_EXERCISE DESCRIPTION_
Return every record exactly as written.

_RECORDS SHOWN_
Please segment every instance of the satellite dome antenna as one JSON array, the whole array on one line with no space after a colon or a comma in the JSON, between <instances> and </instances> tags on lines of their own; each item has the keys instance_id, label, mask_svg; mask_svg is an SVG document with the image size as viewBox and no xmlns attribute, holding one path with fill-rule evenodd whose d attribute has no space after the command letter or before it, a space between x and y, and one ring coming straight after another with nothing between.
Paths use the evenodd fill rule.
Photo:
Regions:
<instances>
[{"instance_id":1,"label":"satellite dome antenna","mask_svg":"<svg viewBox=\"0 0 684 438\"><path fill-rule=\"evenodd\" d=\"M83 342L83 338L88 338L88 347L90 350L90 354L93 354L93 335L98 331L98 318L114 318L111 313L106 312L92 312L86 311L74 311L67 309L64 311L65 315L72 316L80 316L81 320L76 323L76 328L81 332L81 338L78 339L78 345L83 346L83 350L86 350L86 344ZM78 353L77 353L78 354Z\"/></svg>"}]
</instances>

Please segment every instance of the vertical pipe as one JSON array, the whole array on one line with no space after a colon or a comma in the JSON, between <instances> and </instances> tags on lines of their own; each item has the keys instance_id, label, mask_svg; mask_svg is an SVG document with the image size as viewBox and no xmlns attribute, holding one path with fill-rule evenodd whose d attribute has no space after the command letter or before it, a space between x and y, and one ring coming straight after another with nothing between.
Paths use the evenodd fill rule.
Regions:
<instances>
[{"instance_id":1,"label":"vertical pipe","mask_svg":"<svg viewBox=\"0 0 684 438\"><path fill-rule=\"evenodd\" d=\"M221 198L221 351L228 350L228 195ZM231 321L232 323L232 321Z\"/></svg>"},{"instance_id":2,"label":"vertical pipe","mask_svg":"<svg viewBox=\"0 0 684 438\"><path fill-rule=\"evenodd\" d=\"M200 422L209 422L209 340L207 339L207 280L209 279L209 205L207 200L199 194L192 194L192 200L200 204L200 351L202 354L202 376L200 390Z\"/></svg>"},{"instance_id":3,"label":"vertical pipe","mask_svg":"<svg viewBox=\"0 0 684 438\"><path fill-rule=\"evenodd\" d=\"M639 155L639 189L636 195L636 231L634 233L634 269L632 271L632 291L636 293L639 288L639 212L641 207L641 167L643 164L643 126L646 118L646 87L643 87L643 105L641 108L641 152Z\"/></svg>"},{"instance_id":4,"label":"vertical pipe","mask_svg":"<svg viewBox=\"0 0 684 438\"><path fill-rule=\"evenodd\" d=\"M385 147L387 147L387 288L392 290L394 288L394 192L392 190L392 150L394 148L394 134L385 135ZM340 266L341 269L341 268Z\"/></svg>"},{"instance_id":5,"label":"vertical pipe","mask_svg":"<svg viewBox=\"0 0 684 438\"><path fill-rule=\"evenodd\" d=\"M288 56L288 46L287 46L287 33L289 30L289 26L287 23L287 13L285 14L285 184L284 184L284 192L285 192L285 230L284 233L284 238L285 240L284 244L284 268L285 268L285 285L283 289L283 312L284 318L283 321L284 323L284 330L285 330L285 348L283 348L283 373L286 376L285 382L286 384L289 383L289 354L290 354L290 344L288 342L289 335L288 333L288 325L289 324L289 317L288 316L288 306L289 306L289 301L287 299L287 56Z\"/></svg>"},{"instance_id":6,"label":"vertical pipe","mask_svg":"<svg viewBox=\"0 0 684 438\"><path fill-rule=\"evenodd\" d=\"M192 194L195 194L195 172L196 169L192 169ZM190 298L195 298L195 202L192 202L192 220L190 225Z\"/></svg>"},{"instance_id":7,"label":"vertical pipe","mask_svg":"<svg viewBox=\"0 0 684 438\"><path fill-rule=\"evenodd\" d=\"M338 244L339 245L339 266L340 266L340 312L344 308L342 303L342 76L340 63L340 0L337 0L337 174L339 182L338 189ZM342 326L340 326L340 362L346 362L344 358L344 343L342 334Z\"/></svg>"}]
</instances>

_TASK RESPONSE_
Please segment every instance of the satellite dome antenna as one JSON array, the whole array on one line with no space after a colon or a comma in the JSON, between <instances> and </instances> tags on lines of their own; each item has the keys instance_id, label, mask_svg; mask_svg is an SVG document with the image size as viewBox and no xmlns attribute, holding one path with fill-rule evenodd whose d attribute has no space after the command letter or before it, a space between x and y, and one ring coming straight after another with nothing between.
Paths use the evenodd fill rule.
Photo:
Regions:
<instances>
[{"instance_id":1,"label":"satellite dome antenna","mask_svg":"<svg viewBox=\"0 0 684 438\"><path fill-rule=\"evenodd\" d=\"M83 342L83 338L88 338L88 347L90 350L90 354L93 354L93 335L98 331L98 318L114 318L111 313L106 312L92 312L86 311L74 311L67 309L64 311L65 315L72 316L80 316L81 320L76 323L76 328L81 332L81 338L78 339L78 345L83 346L83 350L86 350L86 344ZM78 353L77 353L78 354Z\"/></svg>"}]
</instances>

Please segment every instance of the vertical pipe as one JSON array, the whole array on one line with no space after a colon or a comma in the JSON, between <instances> and </instances> tags on lines of their own; each item has the keys instance_id, label, mask_svg; mask_svg is an SVG document with the image size as viewBox and no xmlns attribute, holding one path with fill-rule evenodd whose d attribute has no space after the command letter or before it, a space between x and y, and one ring coming straight after another with nothing between.
Paths use the evenodd fill rule.
Regions:
<instances>
[{"instance_id":1,"label":"vertical pipe","mask_svg":"<svg viewBox=\"0 0 684 438\"><path fill-rule=\"evenodd\" d=\"M221 198L221 351L228 350L228 195ZM231 321L232 323L232 321Z\"/></svg>"},{"instance_id":2,"label":"vertical pipe","mask_svg":"<svg viewBox=\"0 0 684 438\"><path fill-rule=\"evenodd\" d=\"M200 422L209 422L209 340L207 339L207 280L209 279L209 205L207 200L199 194L192 194L192 200L200 204L200 351L202 354L202 376L200 390Z\"/></svg>"},{"instance_id":3,"label":"vertical pipe","mask_svg":"<svg viewBox=\"0 0 684 438\"><path fill-rule=\"evenodd\" d=\"M639 155L639 189L636 195L636 231L634 233L634 269L632 271L632 291L636 293L639 288L639 212L641 207L641 167L643 164L643 126L646 118L646 87L643 87L643 105L641 108L641 152Z\"/></svg>"},{"instance_id":4,"label":"vertical pipe","mask_svg":"<svg viewBox=\"0 0 684 438\"><path fill-rule=\"evenodd\" d=\"M385 147L387 147L387 288L392 290L394 288L394 192L392 190L392 150L394 148L394 134L385 135ZM340 266L341 269L341 268Z\"/></svg>"},{"instance_id":5,"label":"vertical pipe","mask_svg":"<svg viewBox=\"0 0 684 438\"><path fill-rule=\"evenodd\" d=\"M288 56L288 46L287 46L287 33L289 30L289 26L287 23L287 13L285 14L285 184L284 184L284 192L285 192L285 230L284 233L284 238L285 240L284 244L284 268L285 268L285 285L283 289L283 312L284 318L283 321L284 323L284 330L285 330L285 348L283 348L283 373L286 376L285 382L286 384L289 383L289 354L290 354L290 344L288 342L289 335L288 333L288 325L289 324L289 317L288 316L288 306L289 306L289 301L287 299L287 56Z\"/></svg>"},{"instance_id":6,"label":"vertical pipe","mask_svg":"<svg viewBox=\"0 0 684 438\"><path fill-rule=\"evenodd\" d=\"M192 194L195 194L195 172L196 169L192 169ZM190 298L195 298L195 202L192 202L192 220L190 225Z\"/></svg>"},{"instance_id":7,"label":"vertical pipe","mask_svg":"<svg viewBox=\"0 0 684 438\"><path fill-rule=\"evenodd\" d=\"M338 244L339 245L339 266L340 266L340 312L344 308L342 303L342 76L340 63L340 0L337 0L337 174L339 182L338 189ZM342 326L340 326L340 362L346 362L344 358L344 343L342 334Z\"/></svg>"}]
</instances>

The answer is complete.